> **PROBLEM**
Filter the data below for the string "instance" and copy each matching line.
=== RECORDED DATA ===
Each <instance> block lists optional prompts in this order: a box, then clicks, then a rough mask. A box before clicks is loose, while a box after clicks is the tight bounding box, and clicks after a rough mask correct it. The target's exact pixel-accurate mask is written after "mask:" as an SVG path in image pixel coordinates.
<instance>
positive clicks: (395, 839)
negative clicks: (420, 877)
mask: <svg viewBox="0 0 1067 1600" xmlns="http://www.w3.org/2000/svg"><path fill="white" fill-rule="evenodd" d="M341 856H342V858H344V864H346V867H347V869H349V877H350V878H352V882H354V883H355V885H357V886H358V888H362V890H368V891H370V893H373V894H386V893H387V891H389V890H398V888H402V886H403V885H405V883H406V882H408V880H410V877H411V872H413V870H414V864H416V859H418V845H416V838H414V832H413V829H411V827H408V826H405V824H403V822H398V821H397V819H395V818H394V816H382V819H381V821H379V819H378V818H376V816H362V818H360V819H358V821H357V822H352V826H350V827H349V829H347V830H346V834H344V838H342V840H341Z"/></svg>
===
> **REPLY TO THE TASK**
Each <instance> block lists optional prompts in this order: a box, then clicks, then a rough mask. A box before clicks is loose, while a box after clicks is the tight bounding box, and clicks after a rough mask correct it. The target's exact pixel-accurate mask is written after "mask:" as an SVG path in image pixel coordinates.
<instance>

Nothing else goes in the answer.